----- Document -----
Read Graeme North on City Of Troy's Derby win
Read Graeme North on City Of Troy's Derby win

Timefigure analysis from Graeme North on City Of Troy and the rest of Epsom

Our timefigure guru Graeme North analyses the big action from Epsom last week. So just how good is City Of Troy?

Two Derbies; One Oaks. I can’t say that any of the three Classics that took place across Britain and France this weekend looked vintage renewals beforehand but this great game of ours never fails to surprise and I think it’s safe to say we emerged with three exceptionally good winners. I’ll cover the action from Epsom here but will leave events at Chantilly until Sunday when my next new French-centric column, a review and preview of French Flat action for those who are unaware, is published.

‘But when all is said and done Nature intends her model horse to gallop up and down hills with facility. If a horse cannot, because of some physical malformation, however slight, gallop at his best at Epsom then no matter how brilliant he may be on a course that is straight and flat, he is not a perfect racehorse. The horse that wins the Derby is in nine cases out of ten a rattling good horse. Don’t forget, either, that he has not been upset by the hubbub of half a million people and that therefore his temperament is probably sound. Thus he is worthy to perpetuate, possibly to improve, the breed’.
----- Dataset -----
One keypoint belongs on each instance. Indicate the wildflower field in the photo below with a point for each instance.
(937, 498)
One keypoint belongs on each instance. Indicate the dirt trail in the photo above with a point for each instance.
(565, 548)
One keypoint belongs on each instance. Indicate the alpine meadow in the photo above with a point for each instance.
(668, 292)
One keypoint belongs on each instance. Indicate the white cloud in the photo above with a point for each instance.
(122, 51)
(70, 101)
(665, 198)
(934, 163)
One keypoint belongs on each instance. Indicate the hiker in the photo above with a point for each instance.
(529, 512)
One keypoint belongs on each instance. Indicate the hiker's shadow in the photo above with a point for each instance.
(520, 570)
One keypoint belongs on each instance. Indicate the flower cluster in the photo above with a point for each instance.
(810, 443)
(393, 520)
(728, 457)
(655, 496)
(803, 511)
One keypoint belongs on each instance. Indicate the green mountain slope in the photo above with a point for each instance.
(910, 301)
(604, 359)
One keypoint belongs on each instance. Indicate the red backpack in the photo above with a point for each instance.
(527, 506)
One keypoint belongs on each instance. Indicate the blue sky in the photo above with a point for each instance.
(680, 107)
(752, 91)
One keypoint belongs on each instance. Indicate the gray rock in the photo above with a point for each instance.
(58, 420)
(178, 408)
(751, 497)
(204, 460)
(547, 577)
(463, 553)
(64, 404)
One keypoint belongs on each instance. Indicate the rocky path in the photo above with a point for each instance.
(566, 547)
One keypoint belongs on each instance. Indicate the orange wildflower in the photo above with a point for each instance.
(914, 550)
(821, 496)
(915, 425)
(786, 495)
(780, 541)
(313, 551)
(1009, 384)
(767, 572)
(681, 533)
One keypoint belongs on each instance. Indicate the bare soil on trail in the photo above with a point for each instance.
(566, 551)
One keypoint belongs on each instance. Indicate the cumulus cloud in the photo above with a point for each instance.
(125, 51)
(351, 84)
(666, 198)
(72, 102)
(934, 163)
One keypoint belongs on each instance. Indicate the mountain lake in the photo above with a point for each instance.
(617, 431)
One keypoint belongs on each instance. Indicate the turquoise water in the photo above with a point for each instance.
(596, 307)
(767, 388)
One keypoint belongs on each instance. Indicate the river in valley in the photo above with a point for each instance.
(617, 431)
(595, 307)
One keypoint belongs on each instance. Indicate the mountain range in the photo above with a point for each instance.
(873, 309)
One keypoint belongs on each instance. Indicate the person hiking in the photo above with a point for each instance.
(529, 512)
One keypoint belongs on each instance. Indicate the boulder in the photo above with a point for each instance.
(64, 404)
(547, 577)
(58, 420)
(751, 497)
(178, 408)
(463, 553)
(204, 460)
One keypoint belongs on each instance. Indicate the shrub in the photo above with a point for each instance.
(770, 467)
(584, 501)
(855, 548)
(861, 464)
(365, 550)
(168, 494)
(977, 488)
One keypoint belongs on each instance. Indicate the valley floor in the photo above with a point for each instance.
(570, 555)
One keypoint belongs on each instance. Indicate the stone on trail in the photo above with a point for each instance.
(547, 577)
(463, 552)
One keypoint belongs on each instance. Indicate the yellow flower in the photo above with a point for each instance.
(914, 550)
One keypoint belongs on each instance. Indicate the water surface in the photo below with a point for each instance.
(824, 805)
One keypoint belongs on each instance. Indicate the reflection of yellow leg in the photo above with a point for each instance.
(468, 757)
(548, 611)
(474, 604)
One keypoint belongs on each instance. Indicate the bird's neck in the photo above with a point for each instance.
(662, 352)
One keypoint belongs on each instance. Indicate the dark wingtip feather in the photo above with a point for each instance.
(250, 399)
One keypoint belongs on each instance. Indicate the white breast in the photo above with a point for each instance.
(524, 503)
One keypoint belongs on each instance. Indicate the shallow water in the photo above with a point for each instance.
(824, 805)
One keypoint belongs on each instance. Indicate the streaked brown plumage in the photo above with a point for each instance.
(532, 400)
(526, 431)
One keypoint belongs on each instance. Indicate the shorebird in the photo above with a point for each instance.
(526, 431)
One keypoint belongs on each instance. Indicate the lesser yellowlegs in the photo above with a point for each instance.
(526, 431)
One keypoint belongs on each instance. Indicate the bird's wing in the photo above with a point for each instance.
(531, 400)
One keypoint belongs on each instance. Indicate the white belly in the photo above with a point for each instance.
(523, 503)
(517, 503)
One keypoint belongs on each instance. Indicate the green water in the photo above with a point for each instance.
-----
Reproduce, word for word, the passage of the Derby column from "Our timefigure guru" to "unaware, is published.".

Our timefigure guru Graeme North analyses the big action from Epsom last week. So just how good is City Of Troy?

Two Derbies; One Oaks. I can’t say that any of the three Classics that took place across Britain and France this weekend looked vintage renewals beforehand but this great game of ours never fails to surprise and I think it’s safe to say we emerged with three exceptionally good winners. I’ll cover the action from Epsom here but will leave events at Chantilly until Sunday when my next new French-centric column, a review and preview of French Flat action for those who are unaware, is published.